**PROBLEM STATEMENT:** Give back every line of the data, word for word.

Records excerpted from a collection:

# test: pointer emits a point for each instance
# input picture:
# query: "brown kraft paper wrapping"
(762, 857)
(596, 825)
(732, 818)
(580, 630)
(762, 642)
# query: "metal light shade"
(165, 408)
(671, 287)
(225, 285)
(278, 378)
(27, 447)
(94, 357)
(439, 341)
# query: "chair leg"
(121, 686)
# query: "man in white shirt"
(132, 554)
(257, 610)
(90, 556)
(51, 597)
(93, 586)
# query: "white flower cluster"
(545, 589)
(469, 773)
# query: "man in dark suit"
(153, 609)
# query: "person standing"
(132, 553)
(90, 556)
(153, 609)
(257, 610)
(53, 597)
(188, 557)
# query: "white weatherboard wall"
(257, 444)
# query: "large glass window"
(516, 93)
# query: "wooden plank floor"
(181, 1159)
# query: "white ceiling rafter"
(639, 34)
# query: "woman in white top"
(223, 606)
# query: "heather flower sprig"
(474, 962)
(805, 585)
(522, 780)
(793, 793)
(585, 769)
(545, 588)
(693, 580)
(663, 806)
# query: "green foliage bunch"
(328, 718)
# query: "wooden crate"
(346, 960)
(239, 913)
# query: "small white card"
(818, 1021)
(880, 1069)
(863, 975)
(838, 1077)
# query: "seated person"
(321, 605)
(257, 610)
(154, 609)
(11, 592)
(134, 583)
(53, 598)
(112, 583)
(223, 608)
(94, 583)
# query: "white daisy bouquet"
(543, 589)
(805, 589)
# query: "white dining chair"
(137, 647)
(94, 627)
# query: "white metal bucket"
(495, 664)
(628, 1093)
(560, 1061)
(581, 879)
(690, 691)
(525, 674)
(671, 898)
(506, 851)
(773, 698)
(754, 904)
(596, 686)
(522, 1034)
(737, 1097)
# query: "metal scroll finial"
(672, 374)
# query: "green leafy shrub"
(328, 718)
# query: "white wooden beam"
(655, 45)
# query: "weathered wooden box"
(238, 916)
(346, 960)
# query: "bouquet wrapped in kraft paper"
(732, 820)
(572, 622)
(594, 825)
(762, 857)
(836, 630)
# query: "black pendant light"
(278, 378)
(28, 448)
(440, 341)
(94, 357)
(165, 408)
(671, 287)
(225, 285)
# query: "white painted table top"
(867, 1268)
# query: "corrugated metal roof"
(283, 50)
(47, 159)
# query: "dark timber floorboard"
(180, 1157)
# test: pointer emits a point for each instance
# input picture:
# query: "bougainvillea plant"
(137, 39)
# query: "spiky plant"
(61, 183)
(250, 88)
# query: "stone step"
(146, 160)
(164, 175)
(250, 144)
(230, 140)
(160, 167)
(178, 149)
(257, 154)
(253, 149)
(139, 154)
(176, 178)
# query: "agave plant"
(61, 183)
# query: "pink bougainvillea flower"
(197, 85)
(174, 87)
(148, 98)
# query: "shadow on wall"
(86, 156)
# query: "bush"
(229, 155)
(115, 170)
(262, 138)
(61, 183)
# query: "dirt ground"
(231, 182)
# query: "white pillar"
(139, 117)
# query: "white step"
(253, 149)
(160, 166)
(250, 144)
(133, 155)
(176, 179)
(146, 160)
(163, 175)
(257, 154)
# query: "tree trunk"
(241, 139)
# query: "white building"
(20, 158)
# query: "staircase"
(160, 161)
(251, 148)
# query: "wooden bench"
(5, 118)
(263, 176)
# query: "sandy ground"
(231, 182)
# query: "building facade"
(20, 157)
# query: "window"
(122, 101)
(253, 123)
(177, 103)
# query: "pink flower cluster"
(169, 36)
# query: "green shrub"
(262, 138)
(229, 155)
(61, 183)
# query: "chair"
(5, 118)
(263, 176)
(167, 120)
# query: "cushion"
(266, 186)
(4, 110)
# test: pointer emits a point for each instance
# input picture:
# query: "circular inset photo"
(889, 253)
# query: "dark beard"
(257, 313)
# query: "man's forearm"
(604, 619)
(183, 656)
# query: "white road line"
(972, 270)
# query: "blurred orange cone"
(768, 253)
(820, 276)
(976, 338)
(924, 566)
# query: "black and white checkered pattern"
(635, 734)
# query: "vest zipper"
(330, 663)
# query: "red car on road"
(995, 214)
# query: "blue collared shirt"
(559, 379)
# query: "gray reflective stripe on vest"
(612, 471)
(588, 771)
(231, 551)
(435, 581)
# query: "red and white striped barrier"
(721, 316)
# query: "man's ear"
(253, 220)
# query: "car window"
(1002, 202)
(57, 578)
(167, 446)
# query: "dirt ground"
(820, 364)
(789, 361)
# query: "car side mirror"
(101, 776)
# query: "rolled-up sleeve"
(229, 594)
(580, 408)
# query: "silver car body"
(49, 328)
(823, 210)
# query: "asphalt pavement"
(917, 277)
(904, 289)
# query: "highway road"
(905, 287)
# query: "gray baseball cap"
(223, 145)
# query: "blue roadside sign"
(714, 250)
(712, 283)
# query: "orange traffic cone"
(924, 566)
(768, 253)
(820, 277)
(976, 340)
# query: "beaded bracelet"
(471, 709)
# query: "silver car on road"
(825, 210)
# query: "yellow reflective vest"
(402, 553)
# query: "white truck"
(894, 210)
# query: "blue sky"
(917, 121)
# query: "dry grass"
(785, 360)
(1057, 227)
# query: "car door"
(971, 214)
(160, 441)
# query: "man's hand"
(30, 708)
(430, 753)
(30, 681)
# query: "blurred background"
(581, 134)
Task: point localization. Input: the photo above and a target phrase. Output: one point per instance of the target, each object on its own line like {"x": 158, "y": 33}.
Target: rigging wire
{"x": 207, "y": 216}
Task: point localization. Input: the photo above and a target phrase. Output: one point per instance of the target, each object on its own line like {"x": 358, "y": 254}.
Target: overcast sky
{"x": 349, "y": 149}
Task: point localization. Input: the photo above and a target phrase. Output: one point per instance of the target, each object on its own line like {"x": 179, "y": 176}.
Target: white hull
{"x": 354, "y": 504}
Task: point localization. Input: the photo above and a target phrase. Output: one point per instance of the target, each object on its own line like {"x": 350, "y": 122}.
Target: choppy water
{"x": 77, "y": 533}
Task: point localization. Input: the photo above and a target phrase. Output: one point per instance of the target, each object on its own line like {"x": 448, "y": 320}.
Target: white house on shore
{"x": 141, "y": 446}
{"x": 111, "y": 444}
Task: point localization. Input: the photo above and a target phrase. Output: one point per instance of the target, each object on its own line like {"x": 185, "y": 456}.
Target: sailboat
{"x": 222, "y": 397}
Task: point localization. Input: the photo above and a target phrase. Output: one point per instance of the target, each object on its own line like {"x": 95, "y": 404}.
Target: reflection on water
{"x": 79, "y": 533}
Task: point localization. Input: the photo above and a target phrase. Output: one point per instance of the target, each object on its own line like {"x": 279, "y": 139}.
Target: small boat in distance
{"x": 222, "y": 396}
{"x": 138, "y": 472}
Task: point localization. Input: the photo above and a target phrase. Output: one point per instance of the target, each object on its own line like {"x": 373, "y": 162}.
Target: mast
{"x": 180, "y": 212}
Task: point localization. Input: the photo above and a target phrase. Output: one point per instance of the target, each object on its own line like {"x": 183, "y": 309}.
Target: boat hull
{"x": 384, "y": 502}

**RESPONSE AREA:**
# test: pointer emits a point for each instance
# input picture:
# query: "brown kraft paper wrapping"
(762, 857)
(596, 825)
(732, 818)
(580, 630)
(762, 642)
# query: "metal light shade"
(165, 408)
(671, 287)
(225, 285)
(278, 378)
(27, 447)
(94, 357)
(439, 341)
# query: "chair leg"
(121, 686)
# query: "man in white shirt"
(132, 554)
(257, 610)
(90, 556)
(51, 597)
(93, 586)
# query: "white flower cluster"
(545, 589)
(469, 773)
# query: "man in dark suit"
(153, 609)
# query: "person standing"
(132, 553)
(90, 556)
(153, 609)
(257, 610)
(53, 597)
(188, 557)
# query: "white weatherboard wall"
(257, 444)
# query: "large glass window"
(516, 93)
# query: "wooden plank floor"
(181, 1159)
# query: "white ceiling rafter"
(639, 34)
# query: "woman in white top"
(223, 606)
# query: "heather flower sprig"
(474, 962)
(805, 585)
(522, 780)
(793, 793)
(585, 769)
(545, 588)
(693, 580)
(663, 806)
# query: "green foliage bunch"
(328, 718)
# query: "wooden crate"
(346, 960)
(239, 913)
# query: "small white card"
(818, 1021)
(880, 1069)
(863, 975)
(838, 1077)
# query: "seated person"
(321, 605)
(257, 610)
(154, 609)
(11, 592)
(134, 583)
(53, 598)
(112, 583)
(223, 608)
(94, 583)
# query: "white daisy bouquet"
(543, 589)
(805, 589)
# query: "white dining chair"
(137, 647)
(94, 627)
# query: "white metal bucket"
(495, 664)
(628, 1093)
(560, 1061)
(581, 879)
(690, 691)
(525, 674)
(671, 898)
(506, 851)
(773, 698)
(754, 904)
(596, 686)
(522, 1034)
(737, 1097)
# query: "metal scroll finial"
(672, 374)
# query: "green leafy shrub"
(328, 718)
# query: "white wooden beam"
(655, 45)
# query: "weathered wooden box"
(238, 916)
(346, 960)
# query: "bouquet wrapped in kraft paper"
(732, 820)
(572, 622)
(594, 825)
(762, 857)
(836, 630)
# query: "black pendant light"
(278, 378)
(28, 448)
(440, 341)
(94, 357)
(165, 408)
(671, 287)
(225, 285)
# query: "white painted table top"
(867, 1268)
# query: "corrugated metal roof"
(283, 50)
(47, 159)
# query: "dark timber floorboard"
(180, 1157)
# test: pointer emits a point for each instance
# input picture:
# query: "bougainvillea plant"
(137, 39)
# query: "spiky plant"
(61, 183)
(250, 88)
# query: "stone step"
(146, 160)
(164, 175)
(250, 144)
(230, 140)
(160, 167)
(178, 149)
(257, 154)
(253, 149)
(139, 154)
(176, 178)
# query: "agave plant"
(61, 183)
# query: "pink bougainvillea flower"
(197, 85)
(174, 87)
(148, 98)
# query: "shadow on wall"
(86, 156)
# query: "bush"
(229, 155)
(115, 170)
(262, 138)
(61, 183)
# query: "dirt ground"
(231, 182)
# query: "white pillar"
(139, 117)
# query: "white step"
(253, 149)
(160, 166)
(250, 144)
(133, 155)
(176, 179)
(146, 160)
(163, 175)
(257, 154)
# query: "tree trunk"
(241, 139)
# query: "white building"
(20, 158)
# query: "staircase"
(160, 161)
(251, 148)
# query: "wooden bench"
(5, 118)
(263, 176)
# query: "sandy ground"
(231, 182)
# query: "building facade"
(20, 157)
# query: "window"
(122, 101)
(253, 123)
(177, 103)
# query: "pink flower cluster"
(169, 36)
# query: "green shrub"
(262, 138)
(229, 155)
(61, 183)
# query: "chair"
(5, 118)
(263, 176)
(167, 120)
# query: "cushion"
(266, 186)
(4, 110)
# test: pointer emits a point for each instance
# input picture:
# query: "circular inset photo"
(889, 253)
# query: "dark beard"
(257, 313)
# query: "man's forearm"
(604, 619)
(183, 656)
# query: "white road line"
(972, 270)
# query: "blurred orange cone"
(768, 253)
(820, 276)
(976, 338)
(924, 566)
# query: "black and white checkered pattern"
(635, 734)
# query: "vest zipper"
(330, 663)
# query: "red car on road"
(995, 214)
# query: "blue collared shirt"
(559, 379)
# query: "gray reflective stripe on vest"
(612, 471)
(588, 771)
(231, 551)
(435, 581)
# query: "red and white striped barrier"
(721, 316)
# query: "man's ear"
(253, 220)
# query: "car window"
(1002, 202)
(57, 578)
(167, 446)
# query: "dirt ground"
(820, 364)
(789, 361)
# query: "car side mirror"
(101, 776)
# query: "rolled-up sleeve"
(229, 594)
(580, 408)
# query: "silver car body"
(49, 328)
(823, 210)
# query: "asphalt pavement"
(917, 277)
(904, 289)
# query: "highway road"
(905, 287)
# query: "gray baseball cap"
(223, 145)
# query: "blue roadside sign"
(714, 250)
(712, 283)
# query: "orange traffic cone"
(924, 566)
(768, 253)
(820, 277)
(976, 340)
# query: "beaded bracelet"
(471, 709)
# query: "silver car on road"
(825, 210)
# query: "yellow reflective vest"
(402, 553)
# query: "white truck"
(894, 210)
# query: "blue sky"
(917, 121)
# query: "dry grass"
(785, 360)
(1057, 227)
# query: "car door"
(971, 214)
(160, 441)
# query: "man's hand"
(30, 708)
(430, 753)
(30, 681)
# query: "blurred background"
(581, 134)
Task: point localization. Input: the photo above and a target phrase. Output: one point per instance of the target, each object on its own line like {"x": 158, "y": 33}.
Target: rigging wire
{"x": 207, "y": 216}
Task: point localization. Input: the photo above and a target phrase. Output: one point per instance of the target, each object on its own line like {"x": 358, "y": 254}.
Target: overcast sky
{"x": 349, "y": 149}
Task: point localization. Input: the photo above and a target phrase. Output: one point per instance of the target, each object on its own line like {"x": 179, "y": 176}.
Target: white hull
{"x": 354, "y": 504}
Task: point localization. Input: the photo above and a target phrase. Output: one point per instance of the target, each object on its own line like {"x": 350, "y": 122}.
Target: choppy water
{"x": 77, "y": 533}
Task: point localization. Input: the photo above and a target phrase. Output: one point per instance of the target, each object on its own line like {"x": 448, "y": 320}.
Target: white house on shore
{"x": 141, "y": 446}
{"x": 111, "y": 444}
Task: point localization. Input: the photo above and a target phrase. Output: one point per instance of the target, each object on its own line like {"x": 185, "y": 456}.
Target: sailboat
{"x": 222, "y": 397}
Task: point localization. Input: the photo above and a target phrase. Output: one point per instance of the target, each object on its own line like {"x": 95, "y": 404}.
Target: reflection on water
{"x": 79, "y": 533}
Task: point localization. Input: the photo above and a target phrase. Output: one point per instance of the target, each object on its own line like {"x": 279, "y": 139}.
Target: small boat in distance
{"x": 222, "y": 396}
{"x": 138, "y": 472}
Task: point localization. Input: the photo above and a target phrase. Output: one point per instance of the target, each object on its own line like {"x": 373, "y": 162}.
Target: mast
{"x": 180, "y": 212}
Task: point localization. Input: the photo above and a target phrase. Output: one point per instance of the target, each object on its own line like {"x": 183, "y": 309}.
Target: boat hull
{"x": 384, "y": 502}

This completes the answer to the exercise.